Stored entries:

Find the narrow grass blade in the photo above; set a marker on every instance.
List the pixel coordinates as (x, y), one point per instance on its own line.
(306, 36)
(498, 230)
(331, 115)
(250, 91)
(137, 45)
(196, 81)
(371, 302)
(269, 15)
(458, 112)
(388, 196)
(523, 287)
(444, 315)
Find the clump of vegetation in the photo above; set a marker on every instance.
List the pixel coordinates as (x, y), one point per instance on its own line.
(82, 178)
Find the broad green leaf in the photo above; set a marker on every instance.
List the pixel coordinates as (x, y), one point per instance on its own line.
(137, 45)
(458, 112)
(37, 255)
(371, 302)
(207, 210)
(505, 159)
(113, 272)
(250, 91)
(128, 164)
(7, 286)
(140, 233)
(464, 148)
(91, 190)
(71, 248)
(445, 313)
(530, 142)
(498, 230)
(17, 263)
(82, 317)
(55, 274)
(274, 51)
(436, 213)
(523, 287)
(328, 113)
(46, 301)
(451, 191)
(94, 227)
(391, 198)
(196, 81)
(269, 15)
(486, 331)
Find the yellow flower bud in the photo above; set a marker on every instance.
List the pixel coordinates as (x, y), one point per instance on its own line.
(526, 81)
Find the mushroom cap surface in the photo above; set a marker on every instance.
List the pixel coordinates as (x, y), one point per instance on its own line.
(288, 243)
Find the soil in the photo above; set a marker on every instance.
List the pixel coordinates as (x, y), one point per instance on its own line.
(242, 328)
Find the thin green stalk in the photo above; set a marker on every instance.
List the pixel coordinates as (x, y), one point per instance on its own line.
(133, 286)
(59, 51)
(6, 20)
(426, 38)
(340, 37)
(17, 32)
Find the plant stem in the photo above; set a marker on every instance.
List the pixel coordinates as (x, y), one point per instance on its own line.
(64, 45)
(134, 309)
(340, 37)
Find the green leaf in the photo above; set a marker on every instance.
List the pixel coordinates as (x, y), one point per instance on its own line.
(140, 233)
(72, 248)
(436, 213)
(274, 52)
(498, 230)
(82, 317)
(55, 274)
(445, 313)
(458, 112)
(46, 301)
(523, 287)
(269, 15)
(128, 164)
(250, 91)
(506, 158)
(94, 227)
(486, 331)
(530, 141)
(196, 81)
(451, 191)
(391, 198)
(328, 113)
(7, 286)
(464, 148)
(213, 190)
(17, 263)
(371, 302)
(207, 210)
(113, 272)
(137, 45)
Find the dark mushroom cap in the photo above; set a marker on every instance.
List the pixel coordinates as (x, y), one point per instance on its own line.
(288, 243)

- **OBJECTIVE**: Copy out every one of the entries above word for word, keeping each line intact and in the same order.

- **TASK OUTPUT**:
Find the narrow grass blade in the photo above; set a marker on every instance.
List the pixel coordinates as (x, y), one point per instance on its own line.
(306, 36)
(498, 230)
(331, 115)
(250, 91)
(137, 45)
(196, 81)
(371, 302)
(269, 15)
(458, 112)
(388, 196)
(523, 287)
(444, 315)
Find the clump of vegetation in the photo above; set a marker on every instance.
List the pixel coordinates as (x, y), one point per instance on its own line.
(82, 178)
Find the broad green leaf in the photo above; set a marker on every instance.
List the pixel coordinates as (x, y), one point per instance on its own line.
(137, 45)
(458, 112)
(37, 255)
(371, 302)
(207, 210)
(505, 159)
(113, 272)
(250, 91)
(128, 164)
(7, 286)
(140, 233)
(464, 148)
(91, 190)
(71, 248)
(445, 313)
(530, 142)
(498, 230)
(17, 263)
(82, 317)
(55, 274)
(274, 51)
(436, 213)
(523, 287)
(328, 113)
(46, 301)
(451, 191)
(94, 227)
(391, 198)
(196, 81)
(269, 15)
(486, 331)
Find the yellow flower bud in the photo above; set a marker on every instance.
List the pixel coordinates as (x, y), one point per instance on its own line.
(526, 81)
Find the mushroom cap surface in the photo above; set a marker on every instance.
List the pixel coordinates as (x, y), one point per instance on its own line.
(288, 243)
Find the soil in the photo above; set a marker on every instance.
List the pixel coordinates as (x, y), one point per instance on its own line.
(242, 328)
Find the thin green stalk in the photo above; set a marker on every instance.
List the pixel coordinates as (x, y), one point per instance on its own line.
(133, 286)
(59, 51)
(6, 20)
(426, 38)
(340, 37)
(17, 32)
Find the plant stem in the photo above; set a marker on every instance.
List the pixel coordinates as (x, y), one point per instance on its own line.
(64, 45)
(134, 309)
(340, 37)
Find the green leaf in the photo above; set a marker on every instance.
List the pixel coordinates as (x, y), one point per instance on its own line.
(140, 233)
(72, 248)
(436, 213)
(274, 52)
(498, 230)
(82, 317)
(55, 274)
(445, 313)
(458, 112)
(46, 301)
(523, 287)
(269, 15)
(128, 164)
(250, 91)
(506, 158)
(94, 227)
(486, 331)
(530, 141)
(196, 81)
(451, 191)
(391, 198)
(328, 113)
(7, 286)
(464, 148)
(213, 190)
(17, 263)
(371, 302)
(207, 210)
(113, 272)
(137, 45)
Find the dark mushroom cap in the photo above; set a marker on every instance.
List the pixel coordinates as (x, y), one point per instance on its own line.
(288, 243)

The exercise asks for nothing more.